WHAT THE TASK ASKS:
Only the pictures are to be dropped, and the rest of the data should be copied exactly.

DATA FOR THIS EXERCISE:
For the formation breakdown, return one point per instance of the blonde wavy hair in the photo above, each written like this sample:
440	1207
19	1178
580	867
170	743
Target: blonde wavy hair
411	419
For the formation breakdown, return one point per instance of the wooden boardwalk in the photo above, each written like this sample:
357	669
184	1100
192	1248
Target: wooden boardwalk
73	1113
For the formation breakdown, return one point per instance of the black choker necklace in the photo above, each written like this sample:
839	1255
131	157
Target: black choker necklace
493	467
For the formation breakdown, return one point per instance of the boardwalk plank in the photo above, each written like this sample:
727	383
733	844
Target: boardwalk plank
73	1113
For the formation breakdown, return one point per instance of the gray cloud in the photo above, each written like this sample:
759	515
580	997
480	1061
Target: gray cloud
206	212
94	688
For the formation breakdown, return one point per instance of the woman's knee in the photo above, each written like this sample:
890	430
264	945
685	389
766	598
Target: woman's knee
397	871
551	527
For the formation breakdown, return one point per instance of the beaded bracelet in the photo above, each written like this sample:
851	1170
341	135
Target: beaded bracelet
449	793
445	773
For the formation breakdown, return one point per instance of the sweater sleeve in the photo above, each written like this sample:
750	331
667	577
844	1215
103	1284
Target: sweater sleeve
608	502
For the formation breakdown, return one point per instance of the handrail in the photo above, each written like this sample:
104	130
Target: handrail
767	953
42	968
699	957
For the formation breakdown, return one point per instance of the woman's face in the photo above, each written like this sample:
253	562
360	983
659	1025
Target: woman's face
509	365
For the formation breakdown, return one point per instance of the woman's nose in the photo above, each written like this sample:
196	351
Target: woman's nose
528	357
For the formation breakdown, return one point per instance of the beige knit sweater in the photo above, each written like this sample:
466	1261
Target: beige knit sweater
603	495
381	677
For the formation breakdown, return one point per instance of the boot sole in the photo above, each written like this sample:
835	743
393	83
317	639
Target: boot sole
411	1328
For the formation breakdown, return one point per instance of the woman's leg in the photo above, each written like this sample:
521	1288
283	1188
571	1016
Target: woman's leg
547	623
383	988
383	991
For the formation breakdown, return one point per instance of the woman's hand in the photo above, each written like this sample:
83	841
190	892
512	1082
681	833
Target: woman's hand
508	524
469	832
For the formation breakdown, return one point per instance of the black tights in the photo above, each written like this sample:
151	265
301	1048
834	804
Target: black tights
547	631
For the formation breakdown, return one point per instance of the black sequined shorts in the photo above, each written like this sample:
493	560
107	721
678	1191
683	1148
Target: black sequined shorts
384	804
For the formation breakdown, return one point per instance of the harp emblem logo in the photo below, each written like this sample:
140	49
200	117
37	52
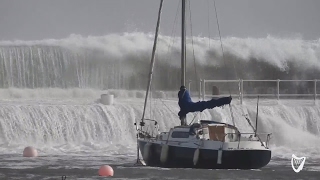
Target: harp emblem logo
297	163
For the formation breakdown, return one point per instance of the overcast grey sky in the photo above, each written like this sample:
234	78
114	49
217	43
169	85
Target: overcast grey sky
42	19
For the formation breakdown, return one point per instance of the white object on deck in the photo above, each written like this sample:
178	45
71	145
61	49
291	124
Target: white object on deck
107	99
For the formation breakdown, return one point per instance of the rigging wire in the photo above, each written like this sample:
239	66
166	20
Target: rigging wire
194	59
208	21
214	2
192	42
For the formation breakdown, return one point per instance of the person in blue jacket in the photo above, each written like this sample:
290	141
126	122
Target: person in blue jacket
186	104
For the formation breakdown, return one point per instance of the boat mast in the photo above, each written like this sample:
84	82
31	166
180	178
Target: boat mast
183	44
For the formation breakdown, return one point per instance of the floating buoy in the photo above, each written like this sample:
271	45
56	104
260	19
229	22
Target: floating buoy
196	156
146	151
107	99
164	153
105	170
30	152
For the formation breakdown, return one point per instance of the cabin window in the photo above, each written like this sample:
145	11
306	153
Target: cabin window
180	134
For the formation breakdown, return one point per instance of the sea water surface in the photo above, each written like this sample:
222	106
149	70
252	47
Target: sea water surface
74	135
50	90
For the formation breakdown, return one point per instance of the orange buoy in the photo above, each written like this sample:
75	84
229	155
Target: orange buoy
30	152
105	170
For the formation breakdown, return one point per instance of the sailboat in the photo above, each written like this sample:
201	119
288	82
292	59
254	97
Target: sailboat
206	144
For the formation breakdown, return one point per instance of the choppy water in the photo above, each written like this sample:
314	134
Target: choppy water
75	135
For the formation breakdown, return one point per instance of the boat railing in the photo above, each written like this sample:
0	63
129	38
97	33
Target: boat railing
252	137
276	88
150	129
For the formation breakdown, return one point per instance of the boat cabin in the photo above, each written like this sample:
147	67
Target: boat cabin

SOLUTION:
For the formation breakdown, return one point per instance of the blonde wavy hair in the photo above, each written like this sample:
440	1207
19	1178
580	867
170	743
Target: blonde wavy hair
411	419
For the formation breakdown, return one point per instance of the wooden boardwalk in the photo above, each written like this sample:
357	669
184	1100
192	1248
Target: wooden boardwalk
73	1113
For the formation breakdown, return one point per instance of the black choker necklace in the photo above, each written like this sample:
839	1255
131	157
Target: black choker necklace
493	467
For the formation breakdown, return one point per instance of the boardwalk plank in the photo above, each written like this sample:
727	383
733	844
Target: boardwalk plank
73	1113
For the formation breakdown, return one point per instance of the gray cloud in the photo above, each written like this sample:
759	515
580	997
480	1061
Target: gray cloud
206	212
94	688
For the formation breakdown, return one point per instance of the woman's knee in the photo above, each written like this sample:
890	430
264	945
685	389
766	598
Target: woman's knee
397	871
551	527
For the formation breakdown, return one point per instance of the beaded bracelet in the photo above, each written like this sample:
851	1170
341	135
Target: beaded bracelet
449	793
445	773
For the formation breakdown, return one point per instance of the sweater sleeve in the photo above, each written like this sample:
750	331
667	577
844	1215
103	1284
Target: sweater sleeve
608	502
For the formation breakdown, return one point per instance of the handrail in the photo above, each written like this sample:
104	130
Target: handrail
767	953
42	968
699	957
For the formation breakdown, return one point per instance of the woman's face in the photo above, each written like this sample:
253	562
360	983
659	1025
Target: woman's face
509	365
For the formation breakdown, return one point per instance of the woman's nose in the photo above, each written like this sample:
196	351
Target: woman's nose
528	357
For the formation breakdown, return one point per instance of the beige knit sweater in the photo above, each written like this sample:
466	1261
Target: beige knit sweater
603	495
381	677
For the formation breakdown, return one point per instance of the boot sole in the photo above, each written like this sample:
835	743
393	83
317	639
Target: boot sole
411	1328
For the formation breakdown, return one point per instance of the woman's leg in the photo above, each written like this sample:
521	1288
283	1188
571	1016
Target: woman's leg
547	623
383	988
383	991
For the formation breakdown, return one point per instance of the woman's hand in the photo above, each written like this sample:
83	841
190	892
512	1082
681	833
Target: woman's hand
508	524
469	832
For the formation breakdown, return one point per instance of the black tights in the photo above, each written like this sample:
151	265
301	1048
834	804
Target: black tights
547	631
For the formation breakdown, return one point per instance of the black sequined shorts in the photo above, each written like this sample:
493	560
107	721
678	1191
683	1148
Target: black sequined shorts
384	804
For the formation breakdown, return one point per instance of the harp emblem logo in the photo below, each written like this sample:
140	49
200	117
37	52
Target: harp emblem logo
297	163
For the formation breakdown, return one point per instance of the overcast grey sky in the photo above, each written like this sample:
234	78
114	49
217	43
169	85
Target: overcast grey sky
42	19
For the formation breakdown, return one point per instance of the white object on deck in the photo above, each written like this sample:
178	45
71	145
61	49
291	124
Target: white object on deck
107	99
For the formation breakdown, return one point per instance of the rigging wire in the photo above, each written like this sample:
239	66
166	20
Target: rigging wire
194	59
208	21
214	2
192	42
For the formation breakdown, return one point per instance of the person in blue jacket in the photo above, each written like this sample:
290	141
126	122
Target: person in blue jacket
186	104
For the formation breakdown, return one point per instance of the boat mast in the photo above, each written like this sample:
84	82
31	166
180	178
Target: boat mast
183	44
For the formation breakdown, return one point per instance of the floating buoy in the photo above, each written like this sample:
271	45
56	104
260	19
229	22
Target: floating buoy
196	156
146	151
107	99
164	153
105	170
30	152
For the formation breakdown, return one point per instance of the cabin window in the photo above, each written like this sample:
145	11
306	153
Target: cabin window
180	134
For the formation breakdown, return one point per instance of the sea water surface in the photo above, each written like this sample:
222	106
149	70
252	47
Target: sea water surface
74	135
50	90
For the formation breakdown, return one point per instance of the orange buoy in the photo above, each written like this sample:
75	84
229	155
Target: orange buoy
30	152
105	170
For the formation breakdown, return one point per instance of the sailboat in the photo above, each written like this sample:
201	119
288	82
292	59
254	97
Target: sailboat
206	144
For the formation breakdown, return one point per instance of the choppy water in the photo above, each written like this sample:
314	134
Target: choppy water
75	135
For the formation breakdown, return one point per instance of the boat railing in the photo above, each written like this sample:
0	63
129	38
97	33
Target: boat railing
252	137
276	88
150	129
For the formation breakdown, return one point per instance of the boat cabin in the photo above, each written like this sample:
147	67
Target: boat cabin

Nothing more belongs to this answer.